-- EXERCISE BRIEF --
In the Peculiar Generation column below, replace "folks" with "people" and write out the passage again. Begin at the words "This has not" and stop after "fit with them.".

-- EXCERPT --
• • •
That’s me: a member of the “The Peculiar Generation”

SAN DIEGO – Last week, my niece emailed me an editorial which labeled me as peculiar, something I did not know.

Kate Jewell Hansen is unlike her uncle in many ways. To start, she is a scholar. She graduated from Vanderbilt cum laude with a double major in history and anthropology, and she just received her doctorate in American History, specifically 20th century economic history from Boston University.

Kate was born and raised in the Northeast corner, where my brother lives to prove we Jewell brothers could be brothers, close friends, and as far away from each other as possible.

But Kate has roots in Lebanon, and thrived at Vanderbilt, Her doctoral research explores the impact of southern industrialization on political formation in its embodiment of the Southern Industrial Leadership Council, headed by John Edgerton of the Lebanon Woolen Mills. Her dissertation is titled “As Dead as Dixie: The Southern States Industrial Council and the End of the New South.”

I Am Peculiar

Knowing I am significantly older than her father, she forwarded me the editorial, “The Peculiar Generation,” written by Richard Pells in the on-line edition of “The Chronicle of Higher Education.”

I have wondered why folks from my birth year had not been labeled. My parents are in The Great Generation. My sister and brother are in the mass of humanity known as Baby Boomers. But Lebanon friends of my age and I were born too late to be in the Great Generation. And being born during the war, not after, we are not Baby Boomers either.

This has not particularly bothered me.

Pells decided he and I were peculiar. I didn’t even know he knew me, but he pretty well hit the nail on the head. I agree I am peculiar. Most of the folks I know back home who were born between 1939 and the end of the war in 1945 are definitely not peculiar. With just a few exceptions, they are good folks, solid citizens, and very loyal to each other. In that regard, I hope I fit with them.

Transitionally Awkward

Pells describes us as being in a “transitionally awkward generation who were too young to have personally experienced the Depression or the war, but too old to have been embroiled in the turmoil on college campuses in the late 1960s.” He suggests the image of us peculiars is that we were “presumably too blasé or sedate to have participated in the battles against the Vietnam War or for the equality of women, much less in the revels at Woodstock.”

Then he asks, “What contributions, if any, has this generation made to American political and cultural life?”

Pells bemoans most of us men had “respectable but hardly remarkable occupations.” And he describes the women of the Peculiar Generation as “A few of the women pursued careers in primary- or secondary-school education, but the majority said they had concentrated on their families and volunteer work.” He disparages that “Almost everyone, male and female, seemed to love playing bridge.”

He does not approve.

The rest of Pells’ article attempts to debunk his own description.
He claims we didn’t like rock and roll but were hooked on jazz, and we didn’t watch “Ozzie and Harriet” or Walt Disney.
• • •
-- MATERIAL SUPPLIED --
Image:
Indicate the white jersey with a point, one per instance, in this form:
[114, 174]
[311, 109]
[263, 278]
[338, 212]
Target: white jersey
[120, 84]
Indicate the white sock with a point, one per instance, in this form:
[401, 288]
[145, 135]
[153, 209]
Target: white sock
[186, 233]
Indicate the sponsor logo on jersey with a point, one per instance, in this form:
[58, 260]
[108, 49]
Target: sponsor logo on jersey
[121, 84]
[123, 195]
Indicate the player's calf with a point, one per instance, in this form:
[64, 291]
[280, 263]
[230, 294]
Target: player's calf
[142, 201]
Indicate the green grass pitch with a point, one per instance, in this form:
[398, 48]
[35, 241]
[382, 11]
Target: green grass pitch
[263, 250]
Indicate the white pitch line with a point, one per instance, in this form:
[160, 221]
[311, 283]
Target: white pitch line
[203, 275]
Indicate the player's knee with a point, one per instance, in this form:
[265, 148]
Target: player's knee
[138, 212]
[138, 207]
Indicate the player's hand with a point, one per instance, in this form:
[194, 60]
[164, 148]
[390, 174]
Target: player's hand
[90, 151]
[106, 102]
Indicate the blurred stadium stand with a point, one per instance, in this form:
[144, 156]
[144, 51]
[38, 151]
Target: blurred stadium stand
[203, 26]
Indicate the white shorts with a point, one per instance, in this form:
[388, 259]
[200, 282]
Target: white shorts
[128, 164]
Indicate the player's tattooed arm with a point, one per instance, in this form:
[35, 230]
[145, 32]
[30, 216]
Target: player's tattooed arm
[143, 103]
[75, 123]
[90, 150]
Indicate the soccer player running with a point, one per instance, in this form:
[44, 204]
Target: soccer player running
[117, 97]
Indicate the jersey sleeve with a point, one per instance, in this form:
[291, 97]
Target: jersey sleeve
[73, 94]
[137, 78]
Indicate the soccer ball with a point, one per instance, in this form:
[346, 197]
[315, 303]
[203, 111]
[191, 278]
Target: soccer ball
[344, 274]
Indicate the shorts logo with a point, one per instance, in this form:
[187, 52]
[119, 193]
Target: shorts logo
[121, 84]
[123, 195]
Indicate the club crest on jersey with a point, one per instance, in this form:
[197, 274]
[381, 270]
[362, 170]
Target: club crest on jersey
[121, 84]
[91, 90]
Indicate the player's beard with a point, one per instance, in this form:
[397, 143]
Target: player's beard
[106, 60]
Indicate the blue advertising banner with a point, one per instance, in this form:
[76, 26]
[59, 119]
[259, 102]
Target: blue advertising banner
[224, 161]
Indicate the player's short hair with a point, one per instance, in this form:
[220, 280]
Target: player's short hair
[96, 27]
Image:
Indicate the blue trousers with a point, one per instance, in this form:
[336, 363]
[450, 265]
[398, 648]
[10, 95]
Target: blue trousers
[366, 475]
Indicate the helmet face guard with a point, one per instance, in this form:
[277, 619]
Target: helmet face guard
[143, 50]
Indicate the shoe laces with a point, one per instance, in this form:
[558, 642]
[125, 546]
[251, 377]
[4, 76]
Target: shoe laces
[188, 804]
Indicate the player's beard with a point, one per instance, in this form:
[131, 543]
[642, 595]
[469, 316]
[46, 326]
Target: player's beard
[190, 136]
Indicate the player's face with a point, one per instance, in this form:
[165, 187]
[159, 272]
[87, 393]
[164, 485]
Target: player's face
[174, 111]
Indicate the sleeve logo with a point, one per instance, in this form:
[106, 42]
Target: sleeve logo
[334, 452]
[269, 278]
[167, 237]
• • •
-- THE REPLY --
This has not particularly bothered me.

Pells decided he and I were peculiar. I didn’t even know he knew me, but he pretty well hit the nail on the head. I agree I am peculiar. Most of the people I know back home who were born between 1939 and the end of the war in 1945 are definitely not peculiar. With just a few exceptions, they are good people, solid citizens, and very loyal to each other. In that regard, I hope I fit with them.